:: 书面练习 ::
把下面列表的每一行都改写成一个 JSON 字符串数组中的元素，一行对应一个字符串，空行略去不计，答案里不要包含图片。

:: 所给列表 ::
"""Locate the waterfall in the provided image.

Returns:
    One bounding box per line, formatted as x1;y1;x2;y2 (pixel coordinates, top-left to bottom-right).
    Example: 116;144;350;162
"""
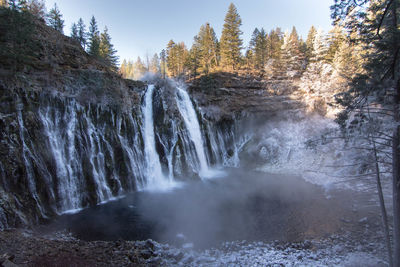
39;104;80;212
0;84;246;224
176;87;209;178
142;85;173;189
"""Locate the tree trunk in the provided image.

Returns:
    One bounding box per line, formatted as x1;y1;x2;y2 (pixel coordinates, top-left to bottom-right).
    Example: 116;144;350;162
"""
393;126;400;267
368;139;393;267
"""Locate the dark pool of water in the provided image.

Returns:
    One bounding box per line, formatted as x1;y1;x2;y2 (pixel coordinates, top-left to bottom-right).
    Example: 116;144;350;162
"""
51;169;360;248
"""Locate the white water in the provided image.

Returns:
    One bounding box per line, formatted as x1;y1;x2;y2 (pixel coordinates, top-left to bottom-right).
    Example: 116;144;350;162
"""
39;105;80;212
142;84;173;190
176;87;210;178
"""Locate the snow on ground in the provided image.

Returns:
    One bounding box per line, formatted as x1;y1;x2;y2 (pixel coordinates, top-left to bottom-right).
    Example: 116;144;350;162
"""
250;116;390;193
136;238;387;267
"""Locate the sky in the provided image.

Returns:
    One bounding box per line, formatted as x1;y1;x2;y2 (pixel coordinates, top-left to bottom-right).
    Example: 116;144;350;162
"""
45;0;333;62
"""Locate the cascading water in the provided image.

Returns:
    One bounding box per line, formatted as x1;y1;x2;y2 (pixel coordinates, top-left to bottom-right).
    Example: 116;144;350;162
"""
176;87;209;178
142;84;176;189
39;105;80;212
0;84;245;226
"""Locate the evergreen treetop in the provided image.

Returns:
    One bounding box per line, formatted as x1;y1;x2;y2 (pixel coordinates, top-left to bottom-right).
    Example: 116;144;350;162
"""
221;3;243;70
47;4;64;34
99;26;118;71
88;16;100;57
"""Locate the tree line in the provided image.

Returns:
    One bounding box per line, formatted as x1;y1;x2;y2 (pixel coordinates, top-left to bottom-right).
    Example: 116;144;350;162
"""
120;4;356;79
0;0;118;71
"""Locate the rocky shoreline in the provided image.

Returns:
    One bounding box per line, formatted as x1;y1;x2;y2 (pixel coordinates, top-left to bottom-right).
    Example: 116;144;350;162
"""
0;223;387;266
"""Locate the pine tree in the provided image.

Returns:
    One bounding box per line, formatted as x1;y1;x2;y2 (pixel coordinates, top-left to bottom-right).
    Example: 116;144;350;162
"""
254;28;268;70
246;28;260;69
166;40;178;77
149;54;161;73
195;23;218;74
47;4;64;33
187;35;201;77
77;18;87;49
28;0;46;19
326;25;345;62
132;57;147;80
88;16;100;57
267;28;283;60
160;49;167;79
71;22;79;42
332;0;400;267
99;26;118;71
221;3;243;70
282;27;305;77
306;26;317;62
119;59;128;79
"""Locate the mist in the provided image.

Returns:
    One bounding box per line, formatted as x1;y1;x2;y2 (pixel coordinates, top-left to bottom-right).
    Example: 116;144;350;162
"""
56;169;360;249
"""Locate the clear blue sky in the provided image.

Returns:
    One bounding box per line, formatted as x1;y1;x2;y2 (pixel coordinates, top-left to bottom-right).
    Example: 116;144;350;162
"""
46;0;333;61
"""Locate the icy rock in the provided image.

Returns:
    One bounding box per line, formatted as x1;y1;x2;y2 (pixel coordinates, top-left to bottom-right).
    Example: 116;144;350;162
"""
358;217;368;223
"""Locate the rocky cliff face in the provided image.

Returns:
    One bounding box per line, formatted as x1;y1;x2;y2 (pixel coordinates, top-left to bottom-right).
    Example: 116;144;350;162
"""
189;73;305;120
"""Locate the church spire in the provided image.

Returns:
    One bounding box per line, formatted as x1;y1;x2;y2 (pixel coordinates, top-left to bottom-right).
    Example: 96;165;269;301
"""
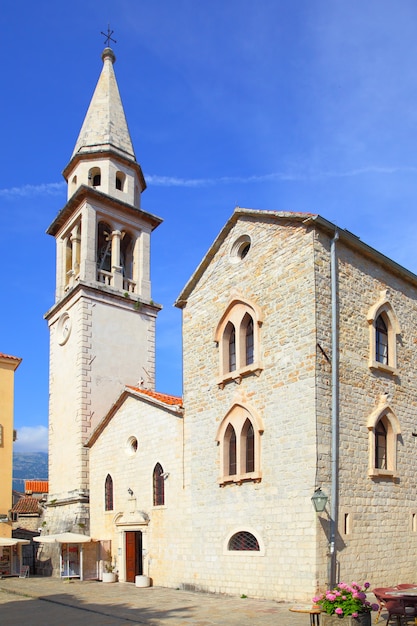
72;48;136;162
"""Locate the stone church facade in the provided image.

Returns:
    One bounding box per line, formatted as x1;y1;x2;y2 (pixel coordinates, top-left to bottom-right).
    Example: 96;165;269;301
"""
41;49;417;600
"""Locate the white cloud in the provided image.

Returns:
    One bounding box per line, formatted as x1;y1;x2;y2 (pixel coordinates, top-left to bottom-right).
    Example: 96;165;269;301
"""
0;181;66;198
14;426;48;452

:: 本题答案 ::
[
  "\"\"\"Locate the waterfall in the provided image.",
  "Returns:",
  "    One bounding box per line, formatted as x1;y1;x2;y2 (pixel coordinates, top-left to bottom-right).",
  "    Example: 116;144;350;162",
  "\"\"\"",
  "39;104;80;212",
  "0;84;246;224",
  "176;87;209;178",
  "142;85;173;189",
  "\"\"\"Locate the tree trunk in the provided image.",
  "Returns:",
  "    One bounding box per line, formatted as x1;y1;x2;y2 (pixel coordinates, top-left to bottom-right).",
  "    Example: 116;144;350;162",
  "\"\"\"",
  "393;126;400;267",
  "368;139;393;267",
  "\"\"\"Locate the dark pool of water in the provided image.",
  "Returns:",
  "    One bounding box per line, formatted as x1;y1;x2;y2 (pixel coordinates, top-left to bottom-right).",
  "    Example: 116;144;350;162",
  "\"\"\"",
  "51;169;360;248",
  "\"\"\"Locate the white water in the provided image.",
  "Returns:",
  "    One bounding box per line, formatted as x1;y1;x2;y2 (pixel coordinates, top-left to bottom-right).",
  "    Example: 116;144;350;162",
  "\"\"\"",
  "39;105;80;212",
  "142;84;173;190",
  "176;87;210;178",
  "\"\"\"Locate the snow on ground in the provided image.",
  "Returns:",
  "    One bounding box per line, formatted as x1;y1;x2;y2 (pixel coordinates, top-left to bottom-right).",
  "    Example: 116;144;350;162",
  "\"\"\"",
  "250;116;390;193",
  "136;238;387;267",
  "\"\"\"Locate the sky in the provided image.",
  "Returns:",
  "    One bounding box per line, formatted as x1;y1;x2;y2 (pixel coordinates, top-left to bottom-right).",
  "    Example: 116;144;350;162",
  "\"\"\"",
  "45;0;333;62",
  "\"\"\"Locate the cascading water in the provided image.",
  "Returns:",
  "    One bounding box per line, formatted as x1;y1;x2;y2 (pixel coordinates, top-left to bottom-right).",
  "    Example: 116;144;350;162",
  "\"\"\"",
  "176;87;209;178",
  "142;84;176;189",
  "39;105;80;212",
  "0;84;245;226",
  "\"\"\"Locate the evergreen treetop in the provided image.",
  "Returns:",
  "    One bounding box per line, formatted as x1;y1;x2;y2 (pixel coordinates, top-left to bottom-right).",
  "    Example: 116;144;350;162",
  "\"\"\"",
  "221;3;243;70",
  "47;4;64;34",
  "99;26;118;71",
  "88;16;100;57",
  "\"\"\"Locate the tree line in the provided image.",
  "Returns:",
  "    One bounding box per line, formatted as x1;y1;x2;y2 (pixel coordinates, top-left to bottom-right).",
  "    Example: 116;144;350;162",
  "\"\"\"",
  "120;4;356;79",
  "0;0;118;71",
  "\"\"\"Locate the rocky shoreline in the provided image.",
  "Returns:",
  "    One bounding box per line, formatted as x1;y1;x2;y2 (pixel coordinates, top-left to bottom-right).",
  "    Example: 116;144;350;162",
  "\"\"\"",
  "0;223;387;266",
  "\"\"\"Locate the pine tree in the provided image.",
  "Returns:",
  "    One bounding box per line, formatted as x1;y1;x2;y2 (pixel coordinates, top-left to bottom-right).",
  "    Example: 116;144;350;162",
  "\"\"\"",
  "254;28;268;70",
  "246;28;260;69",
  "166;40;178;77",
  "149;54;161;73",
  "195;23;218;74",
  "47;4;64;33",
  "187;35;201;77",
  "77;18;87;49",
  "28;0;46;19",
  "326;25;345;62",
  "132;57;147;80",
  "88;16;100;57",
  "267;28;283;60",
  "160;49;167;79",
  "71;22;79;42",
  "332;0;400;267",
  "99;26;118;71",
  "221;3;243;70",
  "282;27;305;77",
  "306;26;317;62",
  "119;59;128;79",
  "\"\"\"Locate the mist in the provided image.",
  "Returns:",
  "    One bounding box per line, formatted as x1;y1;x2;y2 (pixel coordinates, top-left to bottom-right).",
  "    Example: 116;144;350;162",
  "\"\"\"",
  "56;169;360;249",
  "\"\"\"Locate the clear blue sky in the provided image.",
  "Returns:",
  "    One bounding box per line, formatted as x1;y1;x2;y2 (pixel coordinates, top-left to bottom-right).",
  "    Example: 116;144;350;162",
  "\"\"\"",
  "46;0;333;61",
  "\"\"\"Locate the icy rock in the provided image.",
  "Returns:",
  "    One bounding box per line, formatted as x1;y1;x2;y2 (pixel coordinates, top-left to bottom-right).",
  "    Example: 116;144;350;162",
  "\"\"\"",
  "358;217;368;223",
  "\"\"\"Locate the rocky cliff face in the provided image.",
  "Returns:",
  "    One bounding box per line, formatted as x1;y1;x2;y2 (pixel coordinates, top-left to bottom-right).",
  "    Example: 116;144;350;162",
  "\"\"\"",
  "189;73;305;120",
  "\"\"\"Locate the church spire in the provided image.",
  "Returns:",
  "    One bounding box per line, formatted as x1;y1;x2;y2 (pixel coordinates, top-left to bottom-right).",
  "    Example: 96;165;269;301",
  "\"\"\"",
  "72;48;136;162",
  "\"\"\"Locate the stone church facade in the provided image.",
  "Returns:",
  "    One bounding box per line, formatted as x1;y1;x2;y2 (pixel coordinates, top-left to bottom-right).",
  "    Example: 96;165;269;301",
  "\"\"\"",
  "41;49;417;600",
  "\"\"\"Locate the white cloud in the provided image.",
  "Returns:",
  "    One bounding box per line, formatted as x1;y1;x2;y2 (pixel coordinates, top-left to bottom-right).",
  "    Example: 96;165;269;301",
  "\"\"\"",
  "0;181;66;198",
  "14;426;48;452"
]